[Saved data entries]
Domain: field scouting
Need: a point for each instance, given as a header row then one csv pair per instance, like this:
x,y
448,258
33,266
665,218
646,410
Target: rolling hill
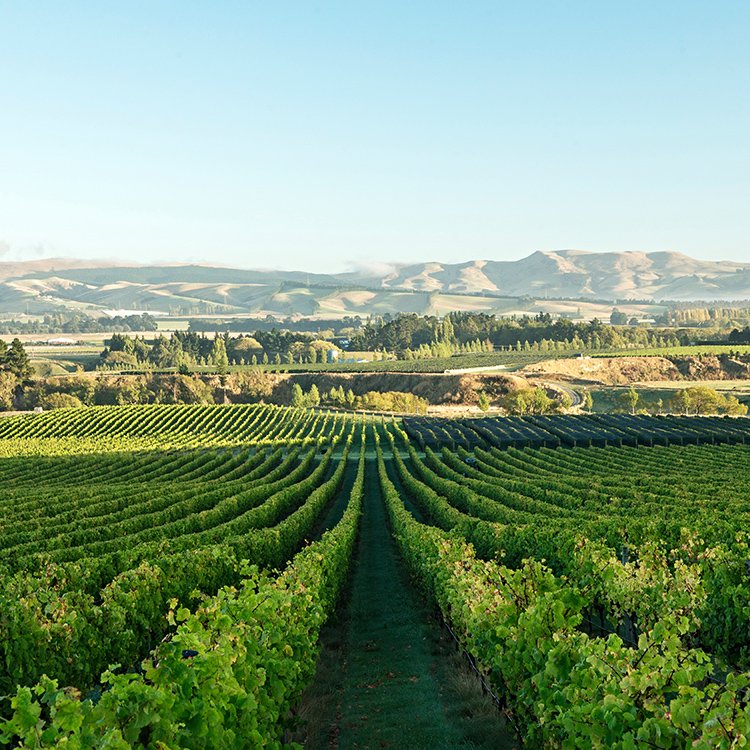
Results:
x,y
490,286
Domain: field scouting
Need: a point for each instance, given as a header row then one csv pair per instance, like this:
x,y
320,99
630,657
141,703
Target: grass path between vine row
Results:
x,y
388,674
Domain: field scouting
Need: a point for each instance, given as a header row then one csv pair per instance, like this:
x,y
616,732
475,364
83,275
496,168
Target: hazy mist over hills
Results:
x,y
39,286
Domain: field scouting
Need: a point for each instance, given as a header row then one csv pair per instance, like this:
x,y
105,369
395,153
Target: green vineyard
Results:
x,y
167,571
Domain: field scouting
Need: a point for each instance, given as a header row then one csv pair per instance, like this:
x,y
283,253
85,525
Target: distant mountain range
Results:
x,y
49,285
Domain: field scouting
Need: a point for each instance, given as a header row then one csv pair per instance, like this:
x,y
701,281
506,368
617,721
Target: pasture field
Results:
x,y
167,572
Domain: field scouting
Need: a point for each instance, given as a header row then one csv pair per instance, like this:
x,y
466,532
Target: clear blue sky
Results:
x,y
319,135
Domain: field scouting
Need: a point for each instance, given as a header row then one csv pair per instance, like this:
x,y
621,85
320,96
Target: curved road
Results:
x,y
575,397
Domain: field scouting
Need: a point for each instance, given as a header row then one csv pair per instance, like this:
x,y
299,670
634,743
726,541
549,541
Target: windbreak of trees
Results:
x,y
15,372
412,336
698,399
185,348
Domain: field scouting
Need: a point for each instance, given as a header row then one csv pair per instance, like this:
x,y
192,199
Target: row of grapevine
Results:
x,y
158,427
577,431
531,508
567,689
100,589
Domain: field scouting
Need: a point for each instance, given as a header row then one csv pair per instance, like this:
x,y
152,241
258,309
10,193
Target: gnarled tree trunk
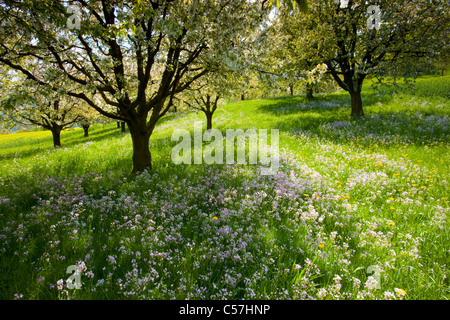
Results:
x,y
140,136
357,108
56,133
309,91
86,130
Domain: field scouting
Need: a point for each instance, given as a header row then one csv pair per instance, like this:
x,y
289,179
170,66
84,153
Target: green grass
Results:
x,y
350,194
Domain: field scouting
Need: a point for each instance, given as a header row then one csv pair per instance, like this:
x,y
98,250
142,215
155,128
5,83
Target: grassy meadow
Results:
x,y
351,196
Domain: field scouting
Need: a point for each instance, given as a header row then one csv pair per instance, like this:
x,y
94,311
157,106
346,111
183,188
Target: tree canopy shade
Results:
x,y
125,59
344,39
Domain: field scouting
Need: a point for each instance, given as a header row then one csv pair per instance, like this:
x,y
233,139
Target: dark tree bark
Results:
x,y
142,158
357,108
86,130
309,92
208,120
56,133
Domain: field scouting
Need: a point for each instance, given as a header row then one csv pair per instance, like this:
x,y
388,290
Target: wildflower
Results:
x,y
371,283
60,284
400,292
18,296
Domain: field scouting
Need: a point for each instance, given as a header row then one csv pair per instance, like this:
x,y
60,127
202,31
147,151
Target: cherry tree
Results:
x,y
127,60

◆ **GIVEN TASK**:
Leave out the pictures and reproduce the rest of the listing exactly.

◆ **FINAL ANSWER**:
Domain: field scouting
Need: a point for each instance, given as a header row then one csv pair per instance, like this:
x,y
448,258
33,266
665,218
646,410
Target: rolling hill
Results:
x,y
490,286
Domain: field scouting
Need: a point for each instance, given as a header row then one csv pair per instance, like this:
x,y
320,99
630,657
141,703
Target: grass path between vine row
Results:
x,y
388,674
Domain: field scouting
Need: a point for each instance, given as a header row then one csv pair per instance, like this:
x,y
616,732
475,364
83,275
496,168
Target: hazy mist over hills
Results:
x,y
39,286
Domain: field scouting
Need: a point for each instance, given as a header row then one csv pair per instance, like this:
x,y
105,369
395,153
Target: green vineyard
Results:
x,y
167,571
Domain: field scouting
Need: a point for each instance, given as a header row then one csv pair per instance, like this:
x,y
283,253
85,525
Target: distant mountain range
Results:
x,y
49,285
Domain: field scouting
Need: a point for each instance, given as a header row then one csv pair per instance, like this:
x,y
701,281
506,368
617,721
Target: pasture field
Results:
x,y
167,572
Domain: field scouting
Need: a point for each instance, given as a header row then one csv pair per instance, like this:
x,y
466,532
Target: clear blue sky
Results:
x,y
319,135
Domain: field scouting
Need: a point for each instance, given as a header row then one csv pair per instance, like this:
x,y
621,85
320,96
Target: curved road
Results:
x,y
575,397
Domain: field scouting
Need: a point for each instance, given as a header row then one csv pair per instance, like this:
x,y
299,670
634,743
726,541
549,541
Target: windbreak of trees
Results:
x,y
15,372
412,336
698,399
185,348
Domain: field scouting
Need: a point for each instance, given as a header row then one csv pair per instance, like this:
x,y
192,199
Target: row of grapevine
Results:
x,y
158,427
577,431
531,508
567,689
100,589
Domain: field scouting
Need: a point for each instance, given as a header row then one csv pair per instance, like this:
x,y
152,241
258,309
10,193
Target: gnarled tree trunk
Results:
x,y
140,136
357,108
56,133
309,91
86,130
Domain: field scouting
Need: a point for each instance, given as a header row then one csv pair per instance, like this:
x,y
289,179
170,66
84,153
Target: green grass
Results:
x,y
350,194
Domain: field scouting
Need: a point for each instance, given as a header row then one csv pair per instance, like this:
x,y
98,250
142,215
155,128
5,83
Target: grassy meadow
Results:
x,y
351,196
Domain: field scouting
Need: a point for each instance, given as a header row then one csv pair per instance, like this:
x,y
94,311
157,106
346,111
183,188
Target: tree canopy shade
Results:
x,y
125,59
344,39
Domain: field scouting
Need: a point for each instance, given as a header row then one csv pair per instance, like this:
x,y
233,139
Target: dark tree bark
Results:
x,y
142,158
357,108
86,130
309,92
208,120
56,133
Domain: field scouting
Need: a point for each instance, given as a header row then one csv pair per instance, like this:
x,y
388,290
Target: wildflower
Results:
x,y
371,283
60,284
400,292
18,296
Domain: field scouting
Need: a point for each instance, given as a header row then one csv pair per instance, like this:
x,y
60,127
202,31
147,151
Target: cherry tree
Results:
x,y
127,60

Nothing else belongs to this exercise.